• _Brief_
Look through the data below and return each line where "armrest" appears.

• _Supplied data_
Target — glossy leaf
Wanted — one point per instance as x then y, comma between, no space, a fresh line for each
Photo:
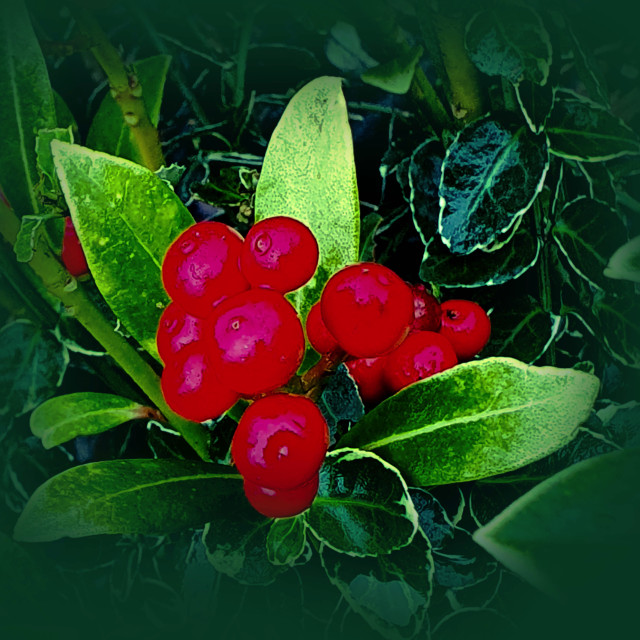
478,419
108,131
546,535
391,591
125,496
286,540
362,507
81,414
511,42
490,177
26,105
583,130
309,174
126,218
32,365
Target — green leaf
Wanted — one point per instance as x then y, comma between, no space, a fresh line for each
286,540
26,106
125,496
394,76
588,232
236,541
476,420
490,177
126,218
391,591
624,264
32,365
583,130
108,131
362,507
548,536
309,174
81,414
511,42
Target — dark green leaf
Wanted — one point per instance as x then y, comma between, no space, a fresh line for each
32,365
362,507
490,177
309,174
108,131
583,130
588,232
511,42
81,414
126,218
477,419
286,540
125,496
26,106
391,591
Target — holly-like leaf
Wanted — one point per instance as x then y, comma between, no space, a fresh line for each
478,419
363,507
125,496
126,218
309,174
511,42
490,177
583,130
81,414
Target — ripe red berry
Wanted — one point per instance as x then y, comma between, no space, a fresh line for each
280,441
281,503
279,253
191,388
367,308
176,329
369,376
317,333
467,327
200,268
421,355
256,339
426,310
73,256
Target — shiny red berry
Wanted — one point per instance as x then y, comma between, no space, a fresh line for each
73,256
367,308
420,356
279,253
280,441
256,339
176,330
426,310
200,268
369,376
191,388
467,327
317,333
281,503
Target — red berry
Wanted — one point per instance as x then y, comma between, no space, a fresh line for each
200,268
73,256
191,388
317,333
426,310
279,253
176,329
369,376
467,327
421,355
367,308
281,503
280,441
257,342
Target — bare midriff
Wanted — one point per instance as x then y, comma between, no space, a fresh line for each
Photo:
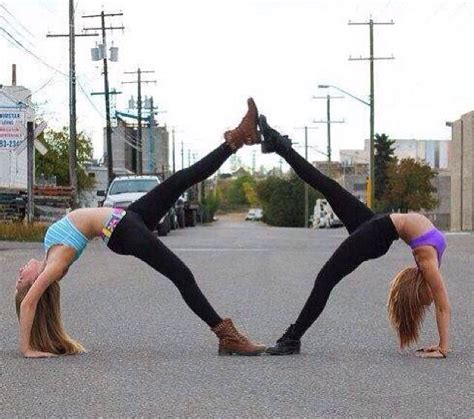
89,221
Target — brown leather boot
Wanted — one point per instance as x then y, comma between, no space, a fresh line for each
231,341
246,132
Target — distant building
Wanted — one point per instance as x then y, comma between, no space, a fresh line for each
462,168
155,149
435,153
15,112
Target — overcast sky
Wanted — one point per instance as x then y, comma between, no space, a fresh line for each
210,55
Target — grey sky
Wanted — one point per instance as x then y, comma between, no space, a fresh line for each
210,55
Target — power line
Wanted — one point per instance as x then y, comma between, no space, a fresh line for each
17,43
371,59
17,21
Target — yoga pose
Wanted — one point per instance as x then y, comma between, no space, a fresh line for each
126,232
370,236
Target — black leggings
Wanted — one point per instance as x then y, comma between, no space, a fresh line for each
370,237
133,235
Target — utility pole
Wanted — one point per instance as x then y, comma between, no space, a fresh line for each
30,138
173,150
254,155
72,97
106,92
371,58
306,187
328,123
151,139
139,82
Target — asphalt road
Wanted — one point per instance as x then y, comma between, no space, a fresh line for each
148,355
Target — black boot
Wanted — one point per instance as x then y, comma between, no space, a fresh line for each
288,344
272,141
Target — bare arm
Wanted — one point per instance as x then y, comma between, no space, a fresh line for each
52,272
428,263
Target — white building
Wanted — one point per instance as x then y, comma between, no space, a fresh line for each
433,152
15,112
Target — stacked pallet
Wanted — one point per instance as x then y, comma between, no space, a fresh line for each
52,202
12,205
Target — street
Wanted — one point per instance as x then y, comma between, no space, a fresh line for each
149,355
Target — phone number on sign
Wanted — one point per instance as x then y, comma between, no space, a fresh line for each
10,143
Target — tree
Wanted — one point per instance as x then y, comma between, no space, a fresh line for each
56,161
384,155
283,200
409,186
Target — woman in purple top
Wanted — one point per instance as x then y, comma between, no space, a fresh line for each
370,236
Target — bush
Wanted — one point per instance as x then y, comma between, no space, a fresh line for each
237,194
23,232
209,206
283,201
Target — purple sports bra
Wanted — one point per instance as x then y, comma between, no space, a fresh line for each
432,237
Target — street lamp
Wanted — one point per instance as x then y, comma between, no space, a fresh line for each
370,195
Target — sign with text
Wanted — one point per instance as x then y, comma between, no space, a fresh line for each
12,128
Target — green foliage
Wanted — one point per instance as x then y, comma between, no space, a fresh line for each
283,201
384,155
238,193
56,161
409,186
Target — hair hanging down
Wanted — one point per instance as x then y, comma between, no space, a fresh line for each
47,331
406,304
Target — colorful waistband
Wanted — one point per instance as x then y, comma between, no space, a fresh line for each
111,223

==

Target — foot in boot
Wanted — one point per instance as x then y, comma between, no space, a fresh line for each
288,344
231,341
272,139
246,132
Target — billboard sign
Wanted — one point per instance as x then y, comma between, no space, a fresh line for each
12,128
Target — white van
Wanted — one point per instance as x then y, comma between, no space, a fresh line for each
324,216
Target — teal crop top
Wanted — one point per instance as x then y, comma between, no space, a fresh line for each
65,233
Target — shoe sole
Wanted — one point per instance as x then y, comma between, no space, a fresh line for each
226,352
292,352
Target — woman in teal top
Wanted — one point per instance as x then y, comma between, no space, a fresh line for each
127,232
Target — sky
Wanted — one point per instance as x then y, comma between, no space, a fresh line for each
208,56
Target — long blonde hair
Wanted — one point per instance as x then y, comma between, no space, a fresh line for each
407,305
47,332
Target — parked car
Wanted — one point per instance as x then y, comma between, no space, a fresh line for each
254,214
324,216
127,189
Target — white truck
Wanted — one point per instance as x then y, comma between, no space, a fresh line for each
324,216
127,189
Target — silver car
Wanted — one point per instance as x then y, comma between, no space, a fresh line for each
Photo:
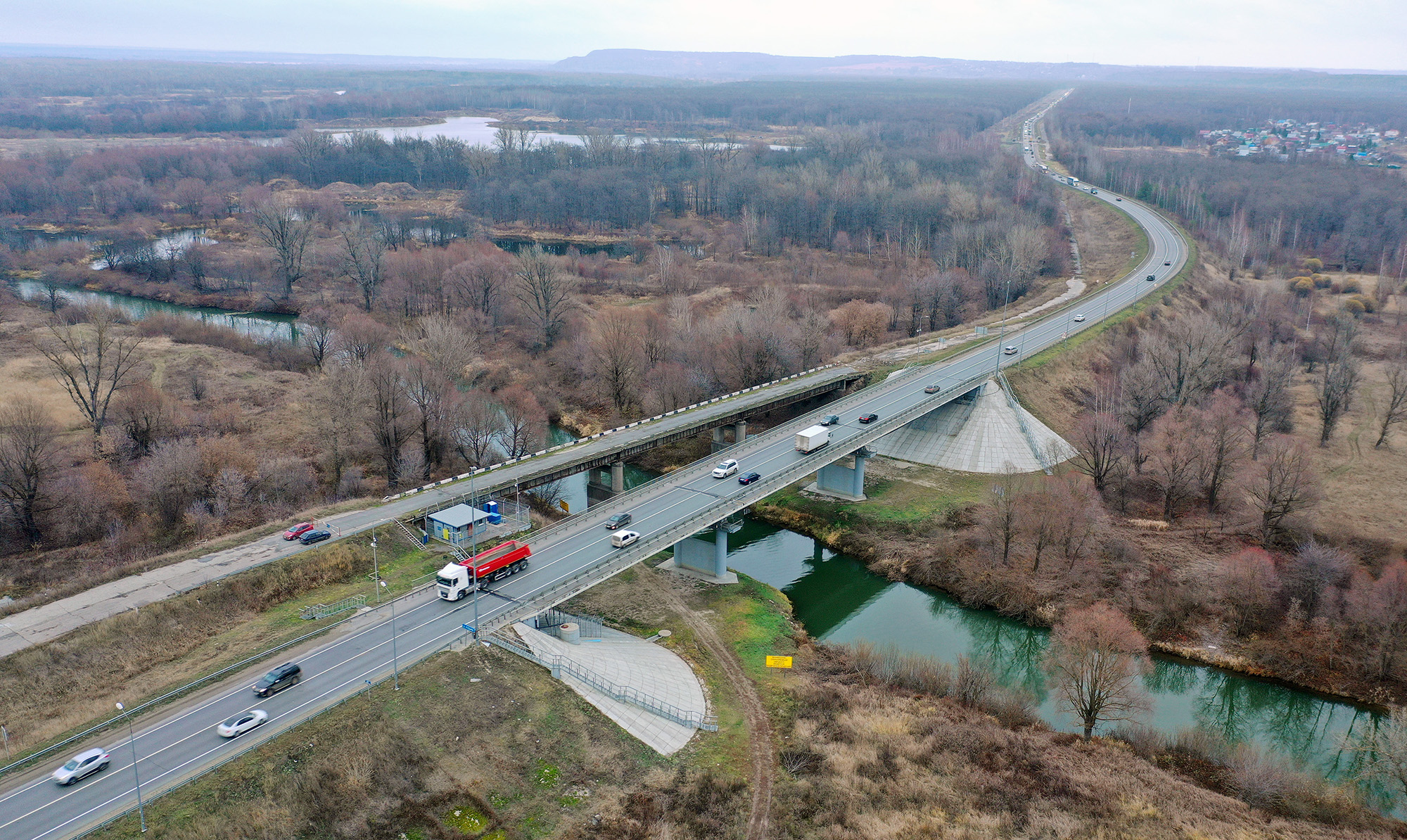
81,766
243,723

--

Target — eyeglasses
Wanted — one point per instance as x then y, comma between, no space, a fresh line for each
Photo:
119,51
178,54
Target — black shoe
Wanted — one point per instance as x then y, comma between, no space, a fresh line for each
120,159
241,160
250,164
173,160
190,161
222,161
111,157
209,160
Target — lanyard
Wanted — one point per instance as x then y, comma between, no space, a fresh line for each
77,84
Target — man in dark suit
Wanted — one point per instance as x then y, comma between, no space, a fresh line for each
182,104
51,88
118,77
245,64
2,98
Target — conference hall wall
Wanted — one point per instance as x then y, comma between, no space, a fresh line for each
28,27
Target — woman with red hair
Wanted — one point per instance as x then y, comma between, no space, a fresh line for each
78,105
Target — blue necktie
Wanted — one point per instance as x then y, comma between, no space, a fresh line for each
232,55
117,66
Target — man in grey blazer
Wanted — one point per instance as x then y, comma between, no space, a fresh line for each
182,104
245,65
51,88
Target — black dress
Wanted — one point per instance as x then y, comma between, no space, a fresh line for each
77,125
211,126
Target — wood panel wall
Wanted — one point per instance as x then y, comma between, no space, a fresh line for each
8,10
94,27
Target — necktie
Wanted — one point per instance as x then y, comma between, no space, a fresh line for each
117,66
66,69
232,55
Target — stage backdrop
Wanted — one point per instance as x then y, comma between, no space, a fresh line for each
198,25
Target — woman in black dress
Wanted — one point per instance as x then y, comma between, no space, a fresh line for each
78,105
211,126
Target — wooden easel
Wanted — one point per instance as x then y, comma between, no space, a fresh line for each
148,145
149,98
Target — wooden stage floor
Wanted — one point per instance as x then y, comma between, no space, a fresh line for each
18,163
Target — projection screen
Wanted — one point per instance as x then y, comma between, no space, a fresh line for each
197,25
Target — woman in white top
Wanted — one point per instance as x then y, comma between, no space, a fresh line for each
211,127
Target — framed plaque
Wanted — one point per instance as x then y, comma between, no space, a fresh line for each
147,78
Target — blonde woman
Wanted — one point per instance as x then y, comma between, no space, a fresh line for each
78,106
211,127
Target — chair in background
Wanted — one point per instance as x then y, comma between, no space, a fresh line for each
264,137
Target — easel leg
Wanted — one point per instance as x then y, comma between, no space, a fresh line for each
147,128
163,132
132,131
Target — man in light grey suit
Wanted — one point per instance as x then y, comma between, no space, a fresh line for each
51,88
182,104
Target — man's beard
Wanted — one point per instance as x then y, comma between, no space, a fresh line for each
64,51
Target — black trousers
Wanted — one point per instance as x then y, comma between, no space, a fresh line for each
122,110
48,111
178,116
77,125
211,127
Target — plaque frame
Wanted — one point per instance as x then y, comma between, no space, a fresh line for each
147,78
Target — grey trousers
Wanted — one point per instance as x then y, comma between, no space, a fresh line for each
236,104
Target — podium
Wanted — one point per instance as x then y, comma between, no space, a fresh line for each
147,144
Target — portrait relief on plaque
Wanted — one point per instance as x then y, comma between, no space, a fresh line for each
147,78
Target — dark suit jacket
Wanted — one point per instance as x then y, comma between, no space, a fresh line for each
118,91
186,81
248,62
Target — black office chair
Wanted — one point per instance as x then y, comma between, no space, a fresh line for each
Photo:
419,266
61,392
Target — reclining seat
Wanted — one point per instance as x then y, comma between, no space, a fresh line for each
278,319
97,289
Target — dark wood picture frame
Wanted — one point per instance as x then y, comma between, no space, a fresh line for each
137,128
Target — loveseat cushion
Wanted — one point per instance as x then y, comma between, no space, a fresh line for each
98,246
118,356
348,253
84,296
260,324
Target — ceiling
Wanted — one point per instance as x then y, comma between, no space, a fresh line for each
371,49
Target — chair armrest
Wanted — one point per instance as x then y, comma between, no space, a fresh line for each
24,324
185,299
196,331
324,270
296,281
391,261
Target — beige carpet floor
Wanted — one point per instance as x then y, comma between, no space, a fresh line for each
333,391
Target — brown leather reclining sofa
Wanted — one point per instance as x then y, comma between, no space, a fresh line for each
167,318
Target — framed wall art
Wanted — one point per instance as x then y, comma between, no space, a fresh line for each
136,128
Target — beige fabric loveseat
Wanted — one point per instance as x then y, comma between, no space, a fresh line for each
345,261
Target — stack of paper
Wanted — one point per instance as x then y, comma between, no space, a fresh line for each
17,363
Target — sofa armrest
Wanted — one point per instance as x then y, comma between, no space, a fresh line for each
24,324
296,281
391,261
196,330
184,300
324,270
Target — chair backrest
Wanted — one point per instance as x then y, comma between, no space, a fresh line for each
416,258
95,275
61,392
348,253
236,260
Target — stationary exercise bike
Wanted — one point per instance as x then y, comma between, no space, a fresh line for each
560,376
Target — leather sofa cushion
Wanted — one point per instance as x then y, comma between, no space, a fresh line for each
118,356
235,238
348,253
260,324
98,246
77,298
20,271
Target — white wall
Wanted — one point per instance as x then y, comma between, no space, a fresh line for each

• _Your response_
Target — chair armrest
Target — sofa armrest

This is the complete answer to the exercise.